:: What to work on ::
Each line from the one that contains "top is? Return a bounding box." through the last line of the listing below is to be returned exactly as it stands, and nothing else.
(Beginning of Task material)
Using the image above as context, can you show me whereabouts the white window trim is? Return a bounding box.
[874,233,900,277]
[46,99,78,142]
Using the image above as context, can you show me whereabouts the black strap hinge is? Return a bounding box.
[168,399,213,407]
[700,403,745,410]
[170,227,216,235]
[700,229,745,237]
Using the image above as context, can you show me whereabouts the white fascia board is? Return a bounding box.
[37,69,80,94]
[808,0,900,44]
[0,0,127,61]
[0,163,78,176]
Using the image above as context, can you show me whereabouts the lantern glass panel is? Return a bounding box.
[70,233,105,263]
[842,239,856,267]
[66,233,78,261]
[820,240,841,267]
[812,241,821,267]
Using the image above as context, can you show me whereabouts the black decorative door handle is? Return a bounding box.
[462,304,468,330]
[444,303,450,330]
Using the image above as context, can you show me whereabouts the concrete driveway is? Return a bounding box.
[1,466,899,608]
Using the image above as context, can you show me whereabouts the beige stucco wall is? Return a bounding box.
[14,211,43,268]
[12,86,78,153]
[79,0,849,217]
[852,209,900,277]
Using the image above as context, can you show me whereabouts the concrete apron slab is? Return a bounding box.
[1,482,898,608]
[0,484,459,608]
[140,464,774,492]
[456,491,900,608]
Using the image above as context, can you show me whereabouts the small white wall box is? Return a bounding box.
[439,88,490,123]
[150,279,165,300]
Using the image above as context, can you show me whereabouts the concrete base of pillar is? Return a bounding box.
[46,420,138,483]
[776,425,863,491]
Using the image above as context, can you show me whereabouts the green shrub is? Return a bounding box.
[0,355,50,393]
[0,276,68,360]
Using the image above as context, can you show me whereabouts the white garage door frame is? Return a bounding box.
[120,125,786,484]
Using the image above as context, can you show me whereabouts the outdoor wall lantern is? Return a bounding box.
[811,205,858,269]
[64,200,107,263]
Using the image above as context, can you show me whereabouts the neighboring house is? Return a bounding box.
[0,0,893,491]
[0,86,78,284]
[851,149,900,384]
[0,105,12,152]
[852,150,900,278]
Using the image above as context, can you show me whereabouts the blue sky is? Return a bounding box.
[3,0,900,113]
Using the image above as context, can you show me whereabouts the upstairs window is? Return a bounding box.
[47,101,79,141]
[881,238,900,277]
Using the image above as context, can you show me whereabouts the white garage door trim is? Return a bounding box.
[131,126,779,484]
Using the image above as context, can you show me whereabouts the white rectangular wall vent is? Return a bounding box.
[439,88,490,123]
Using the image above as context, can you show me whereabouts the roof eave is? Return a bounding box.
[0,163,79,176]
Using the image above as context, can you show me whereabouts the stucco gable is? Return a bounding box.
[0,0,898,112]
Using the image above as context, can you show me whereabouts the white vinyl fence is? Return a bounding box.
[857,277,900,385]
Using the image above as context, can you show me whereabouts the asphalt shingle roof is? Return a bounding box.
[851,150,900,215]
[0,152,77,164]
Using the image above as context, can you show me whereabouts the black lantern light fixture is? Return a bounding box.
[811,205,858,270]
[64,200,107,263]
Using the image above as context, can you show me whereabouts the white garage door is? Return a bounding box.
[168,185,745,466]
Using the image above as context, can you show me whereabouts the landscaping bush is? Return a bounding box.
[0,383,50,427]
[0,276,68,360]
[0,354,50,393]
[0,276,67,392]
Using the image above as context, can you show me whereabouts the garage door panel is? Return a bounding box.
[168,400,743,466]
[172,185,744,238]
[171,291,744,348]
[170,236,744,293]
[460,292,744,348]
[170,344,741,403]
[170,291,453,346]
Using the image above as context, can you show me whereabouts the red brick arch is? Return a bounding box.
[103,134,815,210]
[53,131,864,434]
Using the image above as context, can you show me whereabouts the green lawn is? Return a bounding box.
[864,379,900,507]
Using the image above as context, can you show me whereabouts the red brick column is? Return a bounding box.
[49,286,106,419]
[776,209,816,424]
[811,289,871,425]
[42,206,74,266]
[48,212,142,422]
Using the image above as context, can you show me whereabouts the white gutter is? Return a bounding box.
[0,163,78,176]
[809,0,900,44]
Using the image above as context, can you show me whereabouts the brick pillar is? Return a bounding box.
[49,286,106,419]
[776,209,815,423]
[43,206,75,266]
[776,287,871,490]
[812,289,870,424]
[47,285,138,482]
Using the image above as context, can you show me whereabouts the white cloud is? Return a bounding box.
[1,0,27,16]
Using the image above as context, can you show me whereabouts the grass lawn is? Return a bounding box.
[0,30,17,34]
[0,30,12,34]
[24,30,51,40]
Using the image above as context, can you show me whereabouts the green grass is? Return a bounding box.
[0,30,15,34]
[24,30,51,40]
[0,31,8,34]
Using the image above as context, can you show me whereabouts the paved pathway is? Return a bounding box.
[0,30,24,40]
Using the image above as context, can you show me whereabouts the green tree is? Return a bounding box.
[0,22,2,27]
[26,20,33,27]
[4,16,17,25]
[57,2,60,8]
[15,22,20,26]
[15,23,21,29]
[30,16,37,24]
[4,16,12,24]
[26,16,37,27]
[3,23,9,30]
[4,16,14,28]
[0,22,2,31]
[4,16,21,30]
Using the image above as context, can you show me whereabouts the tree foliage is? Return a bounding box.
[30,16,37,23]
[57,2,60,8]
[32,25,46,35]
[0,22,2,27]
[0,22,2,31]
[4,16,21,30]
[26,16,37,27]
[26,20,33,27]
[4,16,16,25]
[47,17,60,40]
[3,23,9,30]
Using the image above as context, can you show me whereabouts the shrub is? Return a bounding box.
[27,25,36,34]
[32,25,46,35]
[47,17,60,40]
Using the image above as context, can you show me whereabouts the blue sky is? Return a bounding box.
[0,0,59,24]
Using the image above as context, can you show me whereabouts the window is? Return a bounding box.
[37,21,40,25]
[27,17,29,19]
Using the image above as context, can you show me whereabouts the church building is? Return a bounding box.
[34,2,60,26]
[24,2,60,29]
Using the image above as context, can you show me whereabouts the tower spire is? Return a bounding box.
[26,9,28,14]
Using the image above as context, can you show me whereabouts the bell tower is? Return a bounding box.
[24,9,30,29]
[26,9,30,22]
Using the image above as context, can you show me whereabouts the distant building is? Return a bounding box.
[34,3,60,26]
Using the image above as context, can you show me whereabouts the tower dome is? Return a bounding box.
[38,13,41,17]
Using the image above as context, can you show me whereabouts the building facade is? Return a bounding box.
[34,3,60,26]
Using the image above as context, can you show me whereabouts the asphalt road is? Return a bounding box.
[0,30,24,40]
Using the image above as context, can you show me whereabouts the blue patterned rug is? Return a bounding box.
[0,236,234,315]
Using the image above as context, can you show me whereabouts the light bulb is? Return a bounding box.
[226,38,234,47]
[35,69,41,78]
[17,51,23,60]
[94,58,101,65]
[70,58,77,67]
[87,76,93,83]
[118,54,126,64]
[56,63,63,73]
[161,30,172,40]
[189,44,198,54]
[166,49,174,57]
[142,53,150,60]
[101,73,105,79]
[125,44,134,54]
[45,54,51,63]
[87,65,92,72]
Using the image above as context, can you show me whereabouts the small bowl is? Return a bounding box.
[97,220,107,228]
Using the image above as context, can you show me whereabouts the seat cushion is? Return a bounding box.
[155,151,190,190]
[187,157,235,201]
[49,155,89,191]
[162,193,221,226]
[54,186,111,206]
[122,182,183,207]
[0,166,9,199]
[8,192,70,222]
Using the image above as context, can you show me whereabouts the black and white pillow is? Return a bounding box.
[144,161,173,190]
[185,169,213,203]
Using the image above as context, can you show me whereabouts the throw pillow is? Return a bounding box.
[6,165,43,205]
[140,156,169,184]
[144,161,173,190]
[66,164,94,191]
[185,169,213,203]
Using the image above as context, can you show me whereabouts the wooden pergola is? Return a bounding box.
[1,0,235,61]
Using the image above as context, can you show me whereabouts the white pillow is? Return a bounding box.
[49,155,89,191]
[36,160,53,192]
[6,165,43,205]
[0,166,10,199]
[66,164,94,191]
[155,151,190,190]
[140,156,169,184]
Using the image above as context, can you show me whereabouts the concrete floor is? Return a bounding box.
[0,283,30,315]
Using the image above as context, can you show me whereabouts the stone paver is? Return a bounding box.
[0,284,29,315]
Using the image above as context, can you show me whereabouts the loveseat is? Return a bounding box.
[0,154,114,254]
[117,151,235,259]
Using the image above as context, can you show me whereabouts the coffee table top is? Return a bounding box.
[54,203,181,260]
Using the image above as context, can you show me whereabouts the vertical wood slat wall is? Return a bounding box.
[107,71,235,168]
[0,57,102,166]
(End of Task material)
:: Solution to the exercise ::
Using the image above as context, can you show me whereabouts the coffee table top is? Return a bounding box.
[54,203,181,260]
Using the image above as context, can you show me whereabouts the vertical wood slat wall is? Return a bounding box.
[107,71,235,168]
[0,57,102,166]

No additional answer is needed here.